Identify the line in which "Put a marker on every instance of the muddy" appears, then reproduce that line and all remaining lines of the records word for word.

STORED DATA:
--

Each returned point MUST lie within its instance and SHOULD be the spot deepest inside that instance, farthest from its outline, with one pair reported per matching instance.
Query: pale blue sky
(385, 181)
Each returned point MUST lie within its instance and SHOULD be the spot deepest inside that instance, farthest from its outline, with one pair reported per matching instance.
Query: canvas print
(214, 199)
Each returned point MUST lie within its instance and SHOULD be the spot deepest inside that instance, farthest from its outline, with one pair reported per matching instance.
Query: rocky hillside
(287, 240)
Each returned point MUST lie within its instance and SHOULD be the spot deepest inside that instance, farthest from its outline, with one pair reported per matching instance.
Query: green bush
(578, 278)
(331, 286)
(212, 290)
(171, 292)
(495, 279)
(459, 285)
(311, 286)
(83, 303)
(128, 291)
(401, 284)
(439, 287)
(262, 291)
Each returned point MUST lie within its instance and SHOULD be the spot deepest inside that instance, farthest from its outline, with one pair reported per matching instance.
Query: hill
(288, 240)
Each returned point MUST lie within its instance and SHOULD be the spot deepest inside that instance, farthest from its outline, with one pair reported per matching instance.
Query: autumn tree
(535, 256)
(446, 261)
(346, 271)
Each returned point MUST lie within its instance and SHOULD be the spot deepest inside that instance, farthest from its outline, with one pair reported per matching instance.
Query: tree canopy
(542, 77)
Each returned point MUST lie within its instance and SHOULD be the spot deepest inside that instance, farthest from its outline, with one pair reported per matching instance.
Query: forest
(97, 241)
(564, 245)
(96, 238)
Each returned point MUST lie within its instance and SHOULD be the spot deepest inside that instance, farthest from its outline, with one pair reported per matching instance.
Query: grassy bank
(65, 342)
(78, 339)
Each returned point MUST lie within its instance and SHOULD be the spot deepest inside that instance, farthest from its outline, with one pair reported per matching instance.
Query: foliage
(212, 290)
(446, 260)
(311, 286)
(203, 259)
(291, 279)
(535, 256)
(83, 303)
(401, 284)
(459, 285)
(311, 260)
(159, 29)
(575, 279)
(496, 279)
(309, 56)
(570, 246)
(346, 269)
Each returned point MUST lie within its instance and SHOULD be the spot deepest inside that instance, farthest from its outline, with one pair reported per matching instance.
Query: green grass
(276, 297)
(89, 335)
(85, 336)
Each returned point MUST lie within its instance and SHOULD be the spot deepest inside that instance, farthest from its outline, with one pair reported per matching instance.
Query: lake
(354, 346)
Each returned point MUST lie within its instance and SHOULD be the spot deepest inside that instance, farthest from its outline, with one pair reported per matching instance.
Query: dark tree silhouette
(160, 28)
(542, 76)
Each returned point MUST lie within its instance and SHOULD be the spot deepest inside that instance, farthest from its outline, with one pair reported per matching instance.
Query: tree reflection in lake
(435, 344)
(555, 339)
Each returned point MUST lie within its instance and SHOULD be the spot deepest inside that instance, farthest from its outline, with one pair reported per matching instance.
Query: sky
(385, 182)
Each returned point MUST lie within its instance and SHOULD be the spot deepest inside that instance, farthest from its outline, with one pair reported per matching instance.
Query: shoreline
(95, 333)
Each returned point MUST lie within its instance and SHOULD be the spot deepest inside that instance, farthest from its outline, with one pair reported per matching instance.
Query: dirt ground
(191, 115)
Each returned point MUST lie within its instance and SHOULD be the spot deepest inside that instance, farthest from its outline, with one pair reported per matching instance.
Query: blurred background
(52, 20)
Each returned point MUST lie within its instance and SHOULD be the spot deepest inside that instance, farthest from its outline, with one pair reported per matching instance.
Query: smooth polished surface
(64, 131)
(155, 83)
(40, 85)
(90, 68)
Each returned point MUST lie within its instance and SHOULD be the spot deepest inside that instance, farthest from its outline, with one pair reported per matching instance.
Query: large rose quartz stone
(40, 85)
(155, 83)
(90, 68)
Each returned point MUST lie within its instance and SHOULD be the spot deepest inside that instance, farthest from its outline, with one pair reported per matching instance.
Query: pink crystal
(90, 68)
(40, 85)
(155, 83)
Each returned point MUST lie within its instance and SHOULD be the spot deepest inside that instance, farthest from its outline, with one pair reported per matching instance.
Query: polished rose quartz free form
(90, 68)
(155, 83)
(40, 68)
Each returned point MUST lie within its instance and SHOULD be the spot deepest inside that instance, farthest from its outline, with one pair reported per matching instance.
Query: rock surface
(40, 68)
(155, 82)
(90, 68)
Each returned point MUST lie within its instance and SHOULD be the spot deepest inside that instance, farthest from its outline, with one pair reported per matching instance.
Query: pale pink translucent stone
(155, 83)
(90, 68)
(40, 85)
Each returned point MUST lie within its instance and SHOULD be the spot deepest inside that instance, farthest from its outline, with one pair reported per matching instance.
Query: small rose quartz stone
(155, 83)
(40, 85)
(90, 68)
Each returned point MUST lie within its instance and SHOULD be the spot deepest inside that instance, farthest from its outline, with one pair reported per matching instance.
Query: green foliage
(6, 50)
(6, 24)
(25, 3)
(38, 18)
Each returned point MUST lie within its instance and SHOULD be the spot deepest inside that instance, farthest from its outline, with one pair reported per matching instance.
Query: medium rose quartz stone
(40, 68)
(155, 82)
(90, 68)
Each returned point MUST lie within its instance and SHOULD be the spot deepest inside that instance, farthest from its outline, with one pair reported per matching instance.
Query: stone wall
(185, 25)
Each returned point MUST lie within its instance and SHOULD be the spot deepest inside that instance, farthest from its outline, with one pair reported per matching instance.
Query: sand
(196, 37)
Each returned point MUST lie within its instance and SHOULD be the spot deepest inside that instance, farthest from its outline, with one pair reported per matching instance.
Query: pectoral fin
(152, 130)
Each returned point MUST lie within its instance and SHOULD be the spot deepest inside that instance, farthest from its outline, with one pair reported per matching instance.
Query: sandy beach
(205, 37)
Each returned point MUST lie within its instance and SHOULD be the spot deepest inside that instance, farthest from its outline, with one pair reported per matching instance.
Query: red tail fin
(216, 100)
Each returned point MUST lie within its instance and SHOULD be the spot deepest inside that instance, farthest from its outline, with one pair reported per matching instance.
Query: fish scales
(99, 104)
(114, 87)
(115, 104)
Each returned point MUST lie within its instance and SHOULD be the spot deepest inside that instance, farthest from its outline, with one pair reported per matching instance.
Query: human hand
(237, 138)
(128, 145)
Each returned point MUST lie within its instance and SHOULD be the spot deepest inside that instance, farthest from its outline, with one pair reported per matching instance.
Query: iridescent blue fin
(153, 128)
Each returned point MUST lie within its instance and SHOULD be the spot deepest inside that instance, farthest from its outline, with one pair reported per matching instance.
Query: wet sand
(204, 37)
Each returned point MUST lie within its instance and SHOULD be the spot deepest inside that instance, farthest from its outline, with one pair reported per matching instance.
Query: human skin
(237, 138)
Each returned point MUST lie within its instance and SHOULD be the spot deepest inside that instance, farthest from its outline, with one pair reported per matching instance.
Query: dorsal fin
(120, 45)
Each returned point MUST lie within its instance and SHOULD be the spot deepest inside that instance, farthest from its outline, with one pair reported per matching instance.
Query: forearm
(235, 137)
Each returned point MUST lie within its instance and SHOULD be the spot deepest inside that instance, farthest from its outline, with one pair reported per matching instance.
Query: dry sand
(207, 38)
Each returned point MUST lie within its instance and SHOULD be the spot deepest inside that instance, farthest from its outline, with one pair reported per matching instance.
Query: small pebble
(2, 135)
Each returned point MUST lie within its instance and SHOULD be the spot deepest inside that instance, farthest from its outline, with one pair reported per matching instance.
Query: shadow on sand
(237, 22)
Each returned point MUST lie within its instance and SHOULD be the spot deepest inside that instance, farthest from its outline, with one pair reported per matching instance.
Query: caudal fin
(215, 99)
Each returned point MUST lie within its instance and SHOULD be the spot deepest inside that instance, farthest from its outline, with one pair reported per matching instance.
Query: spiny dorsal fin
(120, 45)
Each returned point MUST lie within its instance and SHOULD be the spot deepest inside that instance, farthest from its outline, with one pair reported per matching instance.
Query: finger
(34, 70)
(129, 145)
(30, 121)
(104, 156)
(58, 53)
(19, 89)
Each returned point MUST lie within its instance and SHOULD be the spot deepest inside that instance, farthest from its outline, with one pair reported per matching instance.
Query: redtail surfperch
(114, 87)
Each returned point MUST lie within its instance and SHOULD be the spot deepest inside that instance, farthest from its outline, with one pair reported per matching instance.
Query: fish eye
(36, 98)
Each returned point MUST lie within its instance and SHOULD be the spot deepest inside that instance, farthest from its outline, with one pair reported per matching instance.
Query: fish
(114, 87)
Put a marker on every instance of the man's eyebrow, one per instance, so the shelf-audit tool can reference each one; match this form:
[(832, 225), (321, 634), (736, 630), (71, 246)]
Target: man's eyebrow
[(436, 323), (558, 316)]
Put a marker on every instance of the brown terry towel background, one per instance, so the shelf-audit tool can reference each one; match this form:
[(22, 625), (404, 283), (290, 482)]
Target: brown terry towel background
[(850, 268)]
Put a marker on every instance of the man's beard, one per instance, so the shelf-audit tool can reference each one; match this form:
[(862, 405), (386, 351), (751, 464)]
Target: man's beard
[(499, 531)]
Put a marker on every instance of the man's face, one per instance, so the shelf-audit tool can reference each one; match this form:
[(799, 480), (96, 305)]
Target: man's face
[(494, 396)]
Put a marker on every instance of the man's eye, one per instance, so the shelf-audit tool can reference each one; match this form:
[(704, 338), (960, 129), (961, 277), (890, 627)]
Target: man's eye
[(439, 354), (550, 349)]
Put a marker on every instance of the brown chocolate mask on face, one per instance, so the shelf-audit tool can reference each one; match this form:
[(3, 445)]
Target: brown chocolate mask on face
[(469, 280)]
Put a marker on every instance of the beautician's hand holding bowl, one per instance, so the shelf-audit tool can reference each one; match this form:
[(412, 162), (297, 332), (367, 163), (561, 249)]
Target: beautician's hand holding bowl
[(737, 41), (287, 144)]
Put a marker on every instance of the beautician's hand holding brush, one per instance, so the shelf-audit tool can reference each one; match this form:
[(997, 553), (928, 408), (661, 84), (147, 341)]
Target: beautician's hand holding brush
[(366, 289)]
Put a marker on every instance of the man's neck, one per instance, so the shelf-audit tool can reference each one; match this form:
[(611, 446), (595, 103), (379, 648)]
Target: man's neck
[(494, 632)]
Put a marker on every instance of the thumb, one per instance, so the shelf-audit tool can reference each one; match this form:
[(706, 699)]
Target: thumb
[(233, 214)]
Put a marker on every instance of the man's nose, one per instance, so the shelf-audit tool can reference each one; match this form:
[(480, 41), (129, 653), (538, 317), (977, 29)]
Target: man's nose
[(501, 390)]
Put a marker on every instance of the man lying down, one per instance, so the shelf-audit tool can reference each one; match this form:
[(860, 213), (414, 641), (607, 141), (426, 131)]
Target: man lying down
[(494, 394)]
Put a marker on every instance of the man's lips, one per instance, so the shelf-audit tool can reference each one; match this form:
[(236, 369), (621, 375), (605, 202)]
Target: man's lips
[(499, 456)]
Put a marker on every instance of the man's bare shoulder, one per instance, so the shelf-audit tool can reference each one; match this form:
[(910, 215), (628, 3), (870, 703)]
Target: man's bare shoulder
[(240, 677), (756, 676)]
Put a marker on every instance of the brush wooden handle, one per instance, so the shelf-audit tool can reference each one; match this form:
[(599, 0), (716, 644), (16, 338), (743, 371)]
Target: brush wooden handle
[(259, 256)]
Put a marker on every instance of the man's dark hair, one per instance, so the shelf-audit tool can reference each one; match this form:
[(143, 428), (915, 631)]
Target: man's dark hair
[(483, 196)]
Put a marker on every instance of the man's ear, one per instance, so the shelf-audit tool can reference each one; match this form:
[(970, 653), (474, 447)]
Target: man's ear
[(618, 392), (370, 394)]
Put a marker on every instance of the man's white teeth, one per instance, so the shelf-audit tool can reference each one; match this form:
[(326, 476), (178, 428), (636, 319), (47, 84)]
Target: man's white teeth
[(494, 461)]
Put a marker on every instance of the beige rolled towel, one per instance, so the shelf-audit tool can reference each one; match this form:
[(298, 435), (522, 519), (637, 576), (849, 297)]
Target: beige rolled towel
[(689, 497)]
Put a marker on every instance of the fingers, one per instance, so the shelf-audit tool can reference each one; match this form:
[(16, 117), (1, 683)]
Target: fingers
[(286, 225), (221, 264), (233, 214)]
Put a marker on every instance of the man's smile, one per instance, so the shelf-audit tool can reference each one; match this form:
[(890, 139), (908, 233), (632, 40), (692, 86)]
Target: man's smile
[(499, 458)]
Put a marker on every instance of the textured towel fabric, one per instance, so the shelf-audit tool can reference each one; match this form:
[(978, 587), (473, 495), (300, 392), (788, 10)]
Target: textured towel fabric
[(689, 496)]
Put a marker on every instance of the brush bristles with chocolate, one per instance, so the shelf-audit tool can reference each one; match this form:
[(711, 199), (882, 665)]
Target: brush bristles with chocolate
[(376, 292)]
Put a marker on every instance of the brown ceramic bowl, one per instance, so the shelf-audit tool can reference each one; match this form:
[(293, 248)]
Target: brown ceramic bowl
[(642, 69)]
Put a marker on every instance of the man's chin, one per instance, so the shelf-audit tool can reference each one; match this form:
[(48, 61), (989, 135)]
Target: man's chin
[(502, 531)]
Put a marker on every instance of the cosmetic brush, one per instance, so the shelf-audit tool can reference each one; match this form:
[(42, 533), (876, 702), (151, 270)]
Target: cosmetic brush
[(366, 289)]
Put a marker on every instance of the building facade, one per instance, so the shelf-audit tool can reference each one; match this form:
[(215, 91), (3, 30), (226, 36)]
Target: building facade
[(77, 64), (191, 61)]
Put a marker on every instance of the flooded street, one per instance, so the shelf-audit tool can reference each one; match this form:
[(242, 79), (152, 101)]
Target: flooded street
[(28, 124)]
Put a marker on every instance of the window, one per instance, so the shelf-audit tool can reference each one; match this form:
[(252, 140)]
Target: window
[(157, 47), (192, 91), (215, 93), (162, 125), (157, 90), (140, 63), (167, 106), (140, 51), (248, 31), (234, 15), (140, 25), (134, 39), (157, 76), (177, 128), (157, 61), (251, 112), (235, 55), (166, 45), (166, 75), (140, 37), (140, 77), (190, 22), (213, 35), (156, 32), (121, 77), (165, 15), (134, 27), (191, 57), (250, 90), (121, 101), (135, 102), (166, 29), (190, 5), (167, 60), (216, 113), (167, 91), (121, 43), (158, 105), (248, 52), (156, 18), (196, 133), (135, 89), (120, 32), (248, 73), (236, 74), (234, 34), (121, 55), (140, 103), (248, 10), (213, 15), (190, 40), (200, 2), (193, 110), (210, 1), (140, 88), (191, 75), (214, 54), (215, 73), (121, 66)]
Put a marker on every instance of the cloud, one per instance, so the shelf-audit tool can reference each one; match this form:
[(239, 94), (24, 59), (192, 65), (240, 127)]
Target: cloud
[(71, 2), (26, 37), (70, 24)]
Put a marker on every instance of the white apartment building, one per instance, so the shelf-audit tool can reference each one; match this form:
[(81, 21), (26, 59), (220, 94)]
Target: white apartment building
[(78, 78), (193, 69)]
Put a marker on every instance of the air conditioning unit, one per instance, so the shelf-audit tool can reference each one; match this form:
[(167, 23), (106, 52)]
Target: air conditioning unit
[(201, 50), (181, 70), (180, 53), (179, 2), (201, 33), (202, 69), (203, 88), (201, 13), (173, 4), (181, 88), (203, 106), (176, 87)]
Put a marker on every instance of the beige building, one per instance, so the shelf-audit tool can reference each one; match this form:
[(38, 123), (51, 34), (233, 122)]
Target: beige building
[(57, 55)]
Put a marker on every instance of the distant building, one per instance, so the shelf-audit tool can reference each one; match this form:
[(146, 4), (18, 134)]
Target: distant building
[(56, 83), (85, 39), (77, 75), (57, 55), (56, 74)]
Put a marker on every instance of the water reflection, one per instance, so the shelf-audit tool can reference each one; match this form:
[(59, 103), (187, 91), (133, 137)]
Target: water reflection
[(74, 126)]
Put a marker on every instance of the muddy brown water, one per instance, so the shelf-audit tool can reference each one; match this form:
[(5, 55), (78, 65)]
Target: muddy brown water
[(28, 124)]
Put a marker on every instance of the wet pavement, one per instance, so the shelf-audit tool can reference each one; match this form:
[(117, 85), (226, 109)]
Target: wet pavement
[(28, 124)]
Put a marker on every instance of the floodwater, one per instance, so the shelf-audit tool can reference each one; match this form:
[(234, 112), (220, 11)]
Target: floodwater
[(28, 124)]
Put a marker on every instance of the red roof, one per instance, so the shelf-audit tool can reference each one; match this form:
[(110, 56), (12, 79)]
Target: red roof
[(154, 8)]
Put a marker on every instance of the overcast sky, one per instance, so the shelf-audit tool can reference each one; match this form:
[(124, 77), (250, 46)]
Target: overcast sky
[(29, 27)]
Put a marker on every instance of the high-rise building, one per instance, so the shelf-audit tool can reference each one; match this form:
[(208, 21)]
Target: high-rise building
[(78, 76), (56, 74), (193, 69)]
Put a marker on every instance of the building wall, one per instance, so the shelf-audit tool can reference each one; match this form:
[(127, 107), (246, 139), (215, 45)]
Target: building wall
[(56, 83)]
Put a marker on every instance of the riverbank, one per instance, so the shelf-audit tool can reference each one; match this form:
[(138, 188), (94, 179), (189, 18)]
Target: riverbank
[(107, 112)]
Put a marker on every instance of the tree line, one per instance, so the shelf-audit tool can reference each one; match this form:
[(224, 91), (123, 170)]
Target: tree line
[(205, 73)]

--

REPLY:
Put a marker on every instance of the muddy brown water, one per instance, so the shelf-audit tool can reference each one; match this form:
[(5, 55), (78, 65)]
Target: muddy brown water
[(28, 124)]
Put a marker on every instance of the wet pavement, one per instance, so the shelf-audit tool can reference each one; match this form:
[(117, 85), (226, 109)]
Target: wet pavement
[(28, 124)]
Put a marker on every instance of the floodwater, one per instance, so the shelf-audit tool can reference each one; match this form:
[(234, 112), (220, 11)]
Target: floodwater
[(28, 124)]
Put a marker on every instance of the red roof, one per instance, so the shelf-audit tool can reference each one; match this form:
[(110, 56), (12, 79)]
Target: red roof
[(154, 8)]
Put a marker on every instance of the overcast sky, one per instance, so the shelf-audit tool can reference each one; match this form:
[(124, 77), (250, 46)]
Target: overcast sky
[(29, 27)]
Put a marker on every instance of the high-rise building, one per instance, so the shelf-audit tool can reference each one; match this form:
[(208, 21)]
Target: high-rise building
[(78, 76), (56, 74), (193, 69)]
Put a marker on every instance of the building wall, one per instance, so the shelf-audit tool can reference each one; match this form:
[(127, 107), (246, 139), (215, 45)]
Target: building wall
[(56, 83)]
Put a marker on every instance of the riverbank, one per instance, so the shelf-audit tool can reference each one; match this form:
[(138, 188), (94, 179), (189, 18)]
Target: riverbank
[(107, 112)]
Put a marker on every instance of the tree line, one per instance, so the shelf-audit tool can reference each one; match this form:
[(224, 91), (123, 170)]
Target: tree line
[(205, 73)]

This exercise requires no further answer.